(Object position labeling entries)
====

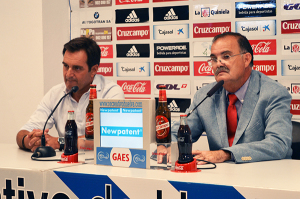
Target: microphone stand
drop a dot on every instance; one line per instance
(43, 150)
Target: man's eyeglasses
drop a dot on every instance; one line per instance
(224, 58)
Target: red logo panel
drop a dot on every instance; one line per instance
(171, 68)
(290, 26)
(201, 68)
(263, 47)
(105, 69)
(106, 51)
(128, 33)
(295, 107)
(267, 67)
(210, 29)
(135, 86)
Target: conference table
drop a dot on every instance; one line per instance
(24, 178)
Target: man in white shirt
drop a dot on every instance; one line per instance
(81, 59)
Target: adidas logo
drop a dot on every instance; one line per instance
(171, 15)
(133, 52)
(173, 107)
(132, 17)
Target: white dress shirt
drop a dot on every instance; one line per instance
(105, 90)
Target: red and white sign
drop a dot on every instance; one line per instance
(176, 87)
(290, 26)
(125, 2)
(106, 51)
(201, 68)
(171, 68)
(105, 69)
(295, 107)
(210, 29)
(135, 86)
(263, 47)
(132, 33)
(267, 67)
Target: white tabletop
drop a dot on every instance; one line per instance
(13, 157)
(278, 174)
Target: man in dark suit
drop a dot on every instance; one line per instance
(255, 127)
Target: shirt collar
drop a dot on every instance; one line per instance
(241, 92)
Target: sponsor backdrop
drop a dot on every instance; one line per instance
(145, 43)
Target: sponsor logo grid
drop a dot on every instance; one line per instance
(171, 42)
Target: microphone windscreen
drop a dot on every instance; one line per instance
(215, 88)
(75, 89)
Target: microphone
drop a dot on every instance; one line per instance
(209, 94)
(47, 151)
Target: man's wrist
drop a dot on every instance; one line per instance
(228, 155)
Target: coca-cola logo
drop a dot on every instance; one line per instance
(268, 67)
(171, 68)
(202, 69)
(135, 87)
(263, 47)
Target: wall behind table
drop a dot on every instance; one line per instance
(31, 39)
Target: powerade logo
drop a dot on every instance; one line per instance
(136, 15)
(178, 31)
(133, 50)
(171, 50)
(171, 13)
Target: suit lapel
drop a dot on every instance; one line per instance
(249, 104)
(220, 110)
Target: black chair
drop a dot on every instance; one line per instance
(296, 140)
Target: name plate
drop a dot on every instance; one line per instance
(122, 157)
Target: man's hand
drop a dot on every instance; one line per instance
(35, 139)
(161, 152)
(212, 156)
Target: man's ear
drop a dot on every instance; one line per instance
(247, 58)
(94, 70)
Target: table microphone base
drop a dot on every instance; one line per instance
(190, 167)
(69, 158)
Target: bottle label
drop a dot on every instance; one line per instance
(93, 93)
(89, 122)
(162, 127)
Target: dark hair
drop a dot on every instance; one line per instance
(90, 47)
(243, 42)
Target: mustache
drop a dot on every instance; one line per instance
(70, 79)
(221, 69)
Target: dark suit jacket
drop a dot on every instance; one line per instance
(264, 130)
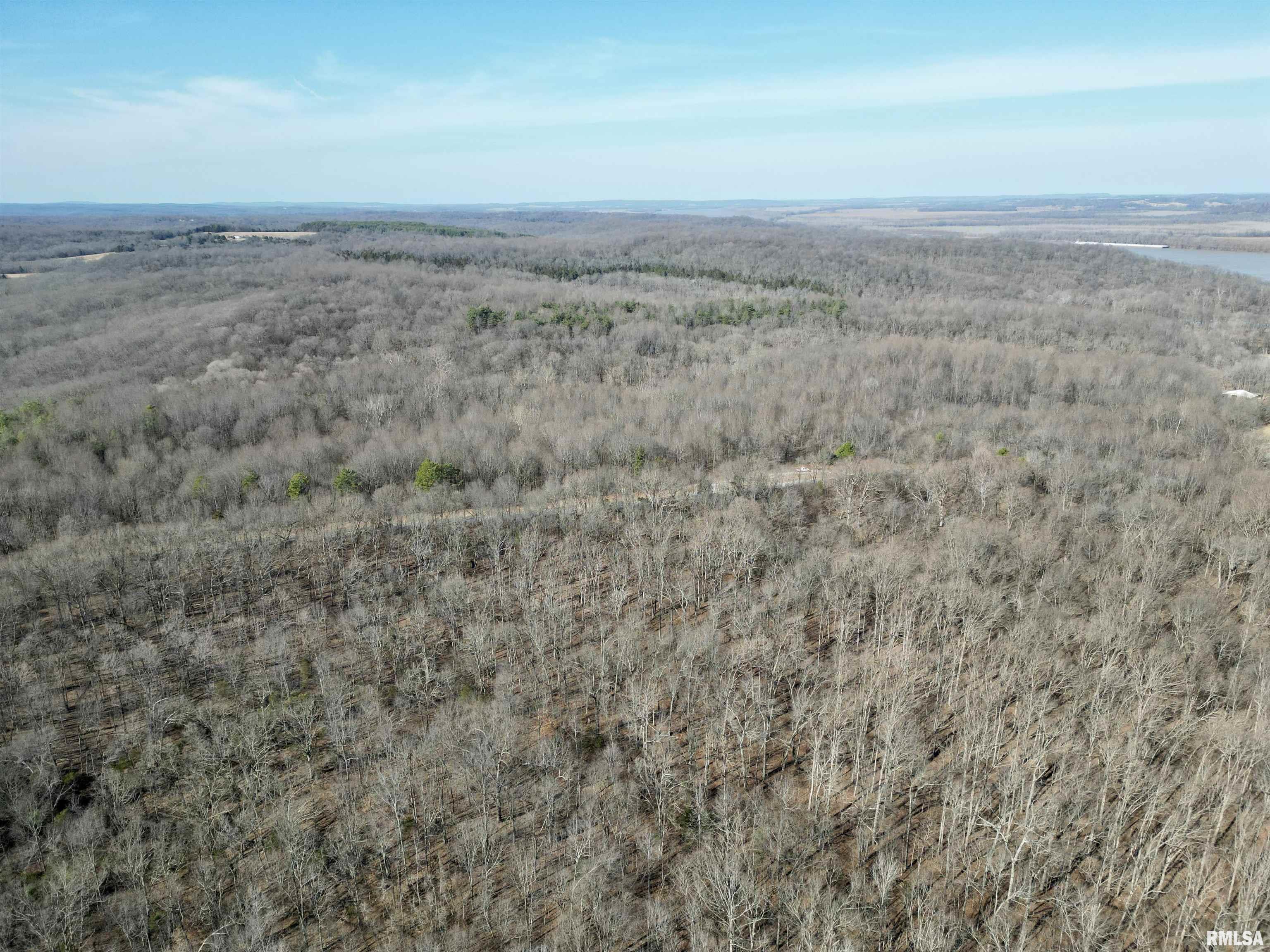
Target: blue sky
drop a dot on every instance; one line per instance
(523, 102)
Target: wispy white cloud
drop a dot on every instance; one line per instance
(215, 125)
(540, 100)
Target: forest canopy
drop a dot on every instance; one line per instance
(628, 582)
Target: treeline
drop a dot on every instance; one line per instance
(646, 584)
(416, 226)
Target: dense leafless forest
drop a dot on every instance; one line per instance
(404, 591)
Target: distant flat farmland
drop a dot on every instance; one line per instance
(244, 235)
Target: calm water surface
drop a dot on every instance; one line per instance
(1255, 263)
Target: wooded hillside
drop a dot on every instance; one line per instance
(409, 591)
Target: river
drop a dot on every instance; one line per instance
(1255, 263)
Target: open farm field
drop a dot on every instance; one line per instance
(561, 581)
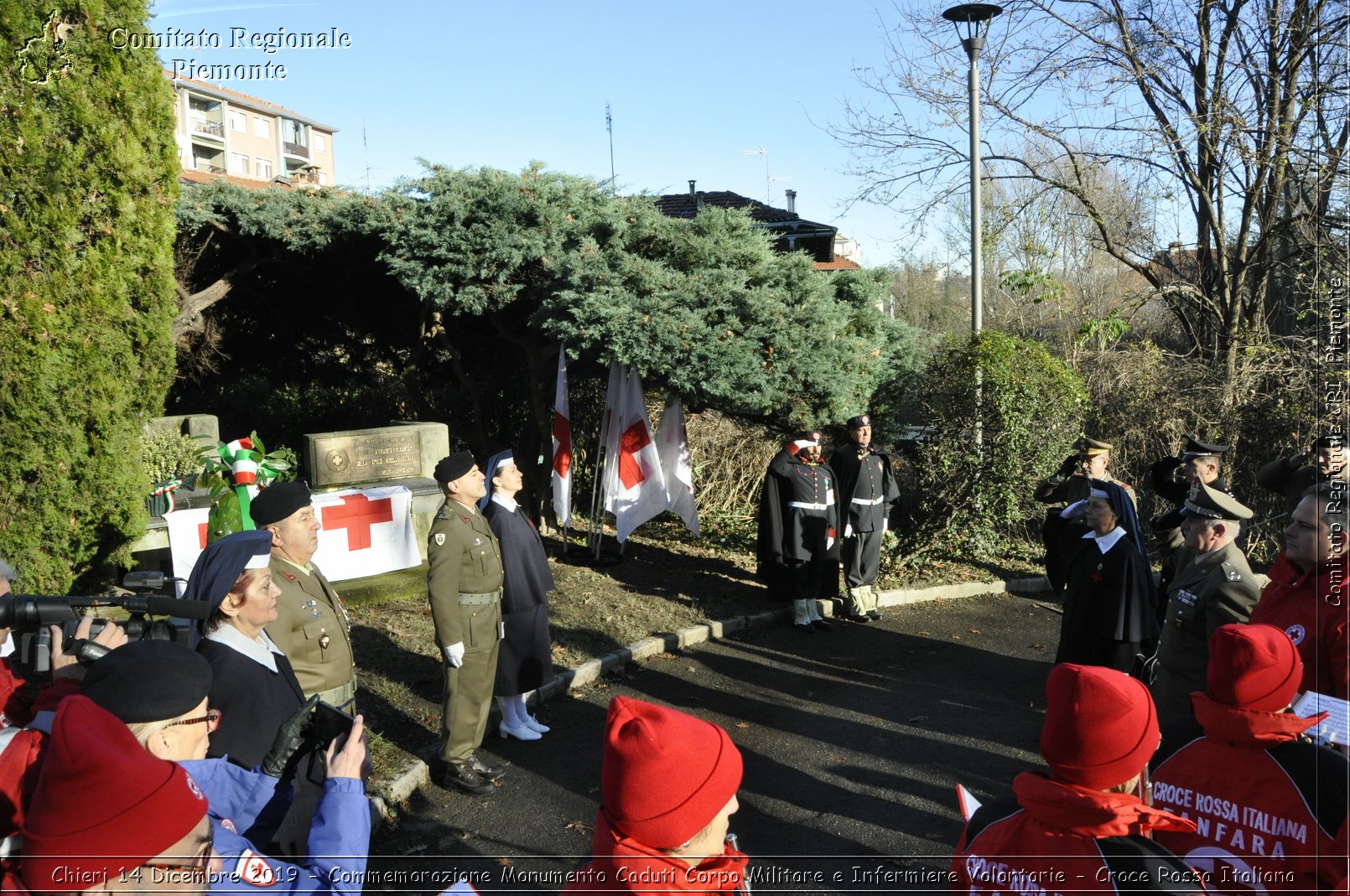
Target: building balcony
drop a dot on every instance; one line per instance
(208, 127)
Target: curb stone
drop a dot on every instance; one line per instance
(401, 787)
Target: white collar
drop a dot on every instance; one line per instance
(1108, 541)
(259, 650)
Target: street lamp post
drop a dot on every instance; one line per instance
(973, 24)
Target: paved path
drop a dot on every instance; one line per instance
(854, 740)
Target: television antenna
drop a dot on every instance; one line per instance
(770, 179)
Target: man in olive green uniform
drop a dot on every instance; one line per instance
(312, 626)
(465, 588)
(1212, 588)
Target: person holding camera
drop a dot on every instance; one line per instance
(159, 690)
(465, 590)
(108, 816)
(252, 683)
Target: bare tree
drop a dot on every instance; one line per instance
(1232, 112)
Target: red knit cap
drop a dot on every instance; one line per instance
(666, 774)
(101, 805)
(1254, 667)
(1100, 726)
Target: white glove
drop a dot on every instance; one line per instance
(455, 655)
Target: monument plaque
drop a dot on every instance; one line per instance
(356, 458)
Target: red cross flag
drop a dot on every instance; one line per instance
(365, 532)
(677, 464)
(635, 489)
(562, 446)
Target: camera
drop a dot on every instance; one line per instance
(30, 617)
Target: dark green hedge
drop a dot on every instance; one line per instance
(88, 183)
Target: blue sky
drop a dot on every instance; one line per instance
(692, 86)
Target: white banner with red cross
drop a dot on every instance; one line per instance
(365, 532)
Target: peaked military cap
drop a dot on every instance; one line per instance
(1212, 504)
(1197, 448)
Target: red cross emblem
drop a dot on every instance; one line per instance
(633, 440)
(356, 515)
(563, 453)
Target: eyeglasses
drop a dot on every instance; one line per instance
(197, 868)
(212, 718)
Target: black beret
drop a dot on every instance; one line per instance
(454, 467)
(277, 502)
(223, 562)
(148, 681)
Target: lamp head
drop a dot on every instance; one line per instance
(973, 23)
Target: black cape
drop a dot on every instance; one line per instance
(790, 536)
(1109, 613)
(847, 466)
(254, 702)
(526, 660)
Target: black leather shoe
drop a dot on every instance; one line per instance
(462, 778)
(486, 769)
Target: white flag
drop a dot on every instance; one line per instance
(635, 490)
(365, 532)
(677, 464)
(562, 446)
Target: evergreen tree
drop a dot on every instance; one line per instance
(88, 183)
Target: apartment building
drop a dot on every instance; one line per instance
(223, 132)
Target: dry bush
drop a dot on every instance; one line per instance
(730, 462)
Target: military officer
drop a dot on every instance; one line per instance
(1172, 480)
(312, 626)
(1062, 537)
(465, 588)
(867, 491)
(1212, 588)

====

Task details
Reproduce verbatim the lines of the entries above, starting at the line that contains "Target: camera" and ending at the line that contains "(1197, 448)".

The completed task
Target: camera
drop a dot on every instance; one line per instance
(30, 617)
Target: dark green hedge
drop a dot on every instance; one line per instance
(88, 183)
Target: blue sky
drop a dot on every instance; one line per instance
(692, 86)
Target: white banner with red cross
drop a dot on every instance; one line per instance
(365, 532)
Target: peaked military cap
drop a dot on every instance; one line per instance
(1212, 504)
(1197, 448)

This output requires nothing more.